> [Written instruction]
Copy out the rows below word for word, from the line with "chain, it would be much appreciated." to the line with "POLYGON ((131 49, 131", including both of those lines.

[Rows excerpted from a collection]
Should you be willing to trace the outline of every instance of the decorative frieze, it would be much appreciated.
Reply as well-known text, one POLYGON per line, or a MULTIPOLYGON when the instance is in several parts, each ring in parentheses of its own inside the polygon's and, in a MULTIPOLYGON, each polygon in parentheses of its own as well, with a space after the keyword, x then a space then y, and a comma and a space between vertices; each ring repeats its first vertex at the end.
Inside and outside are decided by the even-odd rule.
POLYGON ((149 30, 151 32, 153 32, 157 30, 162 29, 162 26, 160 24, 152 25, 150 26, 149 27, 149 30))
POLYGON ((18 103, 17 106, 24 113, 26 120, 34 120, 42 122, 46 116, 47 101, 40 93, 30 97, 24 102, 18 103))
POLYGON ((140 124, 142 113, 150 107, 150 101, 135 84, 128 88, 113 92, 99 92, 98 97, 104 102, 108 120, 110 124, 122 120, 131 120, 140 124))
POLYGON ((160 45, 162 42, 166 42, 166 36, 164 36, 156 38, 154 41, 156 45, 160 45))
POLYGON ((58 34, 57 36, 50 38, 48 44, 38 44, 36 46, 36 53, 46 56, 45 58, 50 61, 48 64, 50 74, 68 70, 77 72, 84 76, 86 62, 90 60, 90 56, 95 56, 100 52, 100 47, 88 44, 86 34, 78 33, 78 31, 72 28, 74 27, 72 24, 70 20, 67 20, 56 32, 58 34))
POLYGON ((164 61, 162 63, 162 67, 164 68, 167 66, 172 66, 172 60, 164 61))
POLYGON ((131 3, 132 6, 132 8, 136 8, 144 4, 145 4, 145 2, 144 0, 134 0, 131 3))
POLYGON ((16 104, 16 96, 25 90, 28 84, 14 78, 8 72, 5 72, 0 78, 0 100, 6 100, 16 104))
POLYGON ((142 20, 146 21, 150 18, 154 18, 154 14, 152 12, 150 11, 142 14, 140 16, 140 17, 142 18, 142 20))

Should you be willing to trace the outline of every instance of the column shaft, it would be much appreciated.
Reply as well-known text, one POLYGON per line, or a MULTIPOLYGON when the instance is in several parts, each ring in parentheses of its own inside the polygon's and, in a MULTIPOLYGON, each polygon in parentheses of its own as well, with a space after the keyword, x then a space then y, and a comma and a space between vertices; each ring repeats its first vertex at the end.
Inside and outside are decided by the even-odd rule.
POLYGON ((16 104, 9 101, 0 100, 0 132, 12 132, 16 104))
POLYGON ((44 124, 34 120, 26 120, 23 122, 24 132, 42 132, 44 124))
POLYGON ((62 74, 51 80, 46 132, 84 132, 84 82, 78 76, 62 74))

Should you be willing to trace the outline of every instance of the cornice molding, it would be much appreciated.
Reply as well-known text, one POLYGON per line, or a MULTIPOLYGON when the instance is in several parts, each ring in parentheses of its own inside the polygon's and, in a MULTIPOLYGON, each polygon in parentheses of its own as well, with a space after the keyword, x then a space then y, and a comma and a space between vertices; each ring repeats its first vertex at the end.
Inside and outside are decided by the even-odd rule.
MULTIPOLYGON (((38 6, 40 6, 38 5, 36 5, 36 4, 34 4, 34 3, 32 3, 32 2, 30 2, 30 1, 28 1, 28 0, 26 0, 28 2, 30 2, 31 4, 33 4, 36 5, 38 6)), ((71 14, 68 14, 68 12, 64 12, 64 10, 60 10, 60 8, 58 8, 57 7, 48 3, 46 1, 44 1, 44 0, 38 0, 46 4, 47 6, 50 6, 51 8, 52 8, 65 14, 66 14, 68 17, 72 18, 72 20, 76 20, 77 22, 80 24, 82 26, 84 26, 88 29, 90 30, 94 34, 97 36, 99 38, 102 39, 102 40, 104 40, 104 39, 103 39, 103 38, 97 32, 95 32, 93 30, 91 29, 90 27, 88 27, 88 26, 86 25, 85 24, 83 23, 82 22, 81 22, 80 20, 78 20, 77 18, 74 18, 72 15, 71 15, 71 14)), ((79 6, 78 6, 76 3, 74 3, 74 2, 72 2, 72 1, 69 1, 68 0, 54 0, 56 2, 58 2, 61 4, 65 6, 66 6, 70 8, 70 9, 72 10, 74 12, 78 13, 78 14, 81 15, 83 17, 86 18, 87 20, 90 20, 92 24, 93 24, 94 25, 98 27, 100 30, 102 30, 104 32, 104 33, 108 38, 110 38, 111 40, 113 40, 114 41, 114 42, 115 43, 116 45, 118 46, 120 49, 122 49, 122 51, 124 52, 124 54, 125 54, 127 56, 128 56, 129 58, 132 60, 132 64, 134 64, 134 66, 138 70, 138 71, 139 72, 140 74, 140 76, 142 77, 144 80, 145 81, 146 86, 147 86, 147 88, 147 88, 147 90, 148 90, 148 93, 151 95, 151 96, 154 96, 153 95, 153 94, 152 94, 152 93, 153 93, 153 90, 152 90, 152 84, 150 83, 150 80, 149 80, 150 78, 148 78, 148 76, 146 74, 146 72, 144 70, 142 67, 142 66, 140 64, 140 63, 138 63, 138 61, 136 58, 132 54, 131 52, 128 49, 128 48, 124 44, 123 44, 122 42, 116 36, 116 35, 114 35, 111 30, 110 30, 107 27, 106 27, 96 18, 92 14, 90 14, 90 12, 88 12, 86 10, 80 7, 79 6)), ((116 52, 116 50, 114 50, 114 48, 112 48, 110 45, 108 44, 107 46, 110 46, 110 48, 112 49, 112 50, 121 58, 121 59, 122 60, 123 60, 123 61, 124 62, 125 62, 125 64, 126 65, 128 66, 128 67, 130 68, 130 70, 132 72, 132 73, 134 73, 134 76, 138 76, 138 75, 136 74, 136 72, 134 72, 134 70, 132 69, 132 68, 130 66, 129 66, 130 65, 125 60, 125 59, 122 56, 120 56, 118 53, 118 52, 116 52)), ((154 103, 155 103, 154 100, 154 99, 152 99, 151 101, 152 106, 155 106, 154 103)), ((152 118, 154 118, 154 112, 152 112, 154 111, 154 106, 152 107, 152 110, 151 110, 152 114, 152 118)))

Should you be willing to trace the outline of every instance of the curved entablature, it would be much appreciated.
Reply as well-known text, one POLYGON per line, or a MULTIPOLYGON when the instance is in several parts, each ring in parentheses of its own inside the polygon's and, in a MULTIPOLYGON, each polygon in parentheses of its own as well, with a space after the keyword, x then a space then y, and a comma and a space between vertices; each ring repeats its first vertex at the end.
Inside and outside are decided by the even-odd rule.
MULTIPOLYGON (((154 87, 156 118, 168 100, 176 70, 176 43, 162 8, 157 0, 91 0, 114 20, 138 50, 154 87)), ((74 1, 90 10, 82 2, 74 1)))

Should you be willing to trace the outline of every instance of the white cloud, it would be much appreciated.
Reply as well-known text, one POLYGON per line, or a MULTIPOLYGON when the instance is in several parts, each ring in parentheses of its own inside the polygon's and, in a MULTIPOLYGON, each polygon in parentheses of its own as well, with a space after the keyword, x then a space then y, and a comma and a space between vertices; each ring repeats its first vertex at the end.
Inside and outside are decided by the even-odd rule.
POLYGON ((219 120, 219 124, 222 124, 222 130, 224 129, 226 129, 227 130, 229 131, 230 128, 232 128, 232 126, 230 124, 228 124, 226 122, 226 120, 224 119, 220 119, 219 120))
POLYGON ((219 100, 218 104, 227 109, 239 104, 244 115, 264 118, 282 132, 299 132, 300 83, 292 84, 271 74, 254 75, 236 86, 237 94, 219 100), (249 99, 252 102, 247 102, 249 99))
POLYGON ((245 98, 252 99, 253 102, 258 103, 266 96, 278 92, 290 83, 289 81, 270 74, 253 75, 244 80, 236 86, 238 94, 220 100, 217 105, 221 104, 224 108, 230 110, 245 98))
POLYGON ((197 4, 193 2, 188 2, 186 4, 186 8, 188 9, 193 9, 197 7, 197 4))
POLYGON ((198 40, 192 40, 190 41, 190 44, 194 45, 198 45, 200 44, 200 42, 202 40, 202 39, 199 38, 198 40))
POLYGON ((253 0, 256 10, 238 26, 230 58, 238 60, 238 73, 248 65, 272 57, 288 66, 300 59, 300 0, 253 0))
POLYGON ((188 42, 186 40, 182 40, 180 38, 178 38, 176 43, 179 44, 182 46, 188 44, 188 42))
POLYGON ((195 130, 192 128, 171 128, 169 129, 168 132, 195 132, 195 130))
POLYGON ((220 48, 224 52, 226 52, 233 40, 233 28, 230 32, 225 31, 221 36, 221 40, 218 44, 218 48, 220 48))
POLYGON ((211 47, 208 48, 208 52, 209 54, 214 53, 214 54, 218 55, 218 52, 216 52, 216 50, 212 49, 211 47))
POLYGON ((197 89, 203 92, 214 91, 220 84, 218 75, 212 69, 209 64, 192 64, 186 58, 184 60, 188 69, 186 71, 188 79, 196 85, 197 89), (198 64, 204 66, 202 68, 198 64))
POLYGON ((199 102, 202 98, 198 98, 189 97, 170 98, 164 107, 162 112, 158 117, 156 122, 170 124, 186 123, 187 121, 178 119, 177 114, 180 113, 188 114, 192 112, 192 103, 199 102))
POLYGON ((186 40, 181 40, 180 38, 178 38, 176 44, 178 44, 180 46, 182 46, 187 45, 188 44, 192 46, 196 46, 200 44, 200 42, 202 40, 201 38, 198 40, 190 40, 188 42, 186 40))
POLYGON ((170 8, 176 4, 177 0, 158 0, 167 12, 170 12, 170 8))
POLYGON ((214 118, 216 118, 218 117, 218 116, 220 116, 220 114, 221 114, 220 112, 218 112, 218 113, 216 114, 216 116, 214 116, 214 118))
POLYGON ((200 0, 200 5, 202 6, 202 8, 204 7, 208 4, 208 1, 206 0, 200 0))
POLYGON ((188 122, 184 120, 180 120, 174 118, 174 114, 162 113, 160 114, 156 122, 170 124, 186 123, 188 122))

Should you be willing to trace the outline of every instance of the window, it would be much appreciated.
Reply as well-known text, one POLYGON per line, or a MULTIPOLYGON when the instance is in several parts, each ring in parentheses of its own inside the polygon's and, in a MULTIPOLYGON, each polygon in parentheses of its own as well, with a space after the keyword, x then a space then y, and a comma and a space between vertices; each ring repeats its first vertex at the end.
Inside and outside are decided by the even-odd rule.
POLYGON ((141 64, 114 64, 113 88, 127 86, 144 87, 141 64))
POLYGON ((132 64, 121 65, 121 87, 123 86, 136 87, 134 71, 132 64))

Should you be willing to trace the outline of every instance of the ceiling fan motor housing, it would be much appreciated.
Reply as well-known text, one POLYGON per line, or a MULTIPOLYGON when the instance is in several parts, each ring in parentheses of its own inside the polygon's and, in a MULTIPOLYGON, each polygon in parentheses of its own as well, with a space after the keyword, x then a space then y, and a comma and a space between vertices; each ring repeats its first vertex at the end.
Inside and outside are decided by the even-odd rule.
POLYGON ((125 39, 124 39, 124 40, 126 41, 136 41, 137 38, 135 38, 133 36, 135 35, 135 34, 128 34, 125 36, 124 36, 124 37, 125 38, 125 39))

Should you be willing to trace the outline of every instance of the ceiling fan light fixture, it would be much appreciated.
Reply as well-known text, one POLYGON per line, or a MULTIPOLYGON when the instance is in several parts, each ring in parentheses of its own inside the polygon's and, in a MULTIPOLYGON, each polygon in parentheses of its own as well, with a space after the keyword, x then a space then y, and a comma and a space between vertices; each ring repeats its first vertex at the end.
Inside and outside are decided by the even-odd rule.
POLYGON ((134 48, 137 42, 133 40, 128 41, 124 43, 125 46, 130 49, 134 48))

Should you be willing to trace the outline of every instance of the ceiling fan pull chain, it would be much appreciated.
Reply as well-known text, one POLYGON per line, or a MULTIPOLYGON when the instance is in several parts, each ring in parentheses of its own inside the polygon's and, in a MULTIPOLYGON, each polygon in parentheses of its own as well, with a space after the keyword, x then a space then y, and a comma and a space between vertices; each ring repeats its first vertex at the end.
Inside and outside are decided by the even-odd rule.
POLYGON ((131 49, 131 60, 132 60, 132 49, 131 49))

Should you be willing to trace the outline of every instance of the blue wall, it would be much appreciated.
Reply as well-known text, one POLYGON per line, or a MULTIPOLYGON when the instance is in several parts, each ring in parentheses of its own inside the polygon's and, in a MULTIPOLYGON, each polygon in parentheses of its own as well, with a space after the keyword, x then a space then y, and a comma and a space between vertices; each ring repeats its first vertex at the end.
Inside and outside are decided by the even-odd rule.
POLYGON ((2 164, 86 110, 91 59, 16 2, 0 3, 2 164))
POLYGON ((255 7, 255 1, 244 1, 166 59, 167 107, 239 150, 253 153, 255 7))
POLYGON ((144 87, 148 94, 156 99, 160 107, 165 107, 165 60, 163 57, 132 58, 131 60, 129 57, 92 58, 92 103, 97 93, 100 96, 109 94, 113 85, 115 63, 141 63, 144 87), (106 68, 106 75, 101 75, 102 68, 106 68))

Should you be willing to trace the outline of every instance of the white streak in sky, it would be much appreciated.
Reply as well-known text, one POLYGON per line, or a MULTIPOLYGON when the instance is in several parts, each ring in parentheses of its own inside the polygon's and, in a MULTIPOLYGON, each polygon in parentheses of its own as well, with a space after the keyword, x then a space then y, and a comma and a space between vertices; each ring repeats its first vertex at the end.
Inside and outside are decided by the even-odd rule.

> [Answer]
Should you be willing to trace the outline of every instance of the ceiling fan pull chain, it would be much appreciated.
Reply as well-known text, one POLYGON per line, or a MULTIPOLYGON when the instance is in several parts, each ring in parentheses of its own inside the polygon's and, in a MULTIPOLYGON, each polygon in parentheses of its own as well, with a space after the keyword, x then a space then y, and a comma and a space between vertices; each ring repeats its first vertex at the end.
Inside and outside are decided by the even-odd rule.
POLYGON ((131 49, 131 60, 132 60, 132 49, 131 49))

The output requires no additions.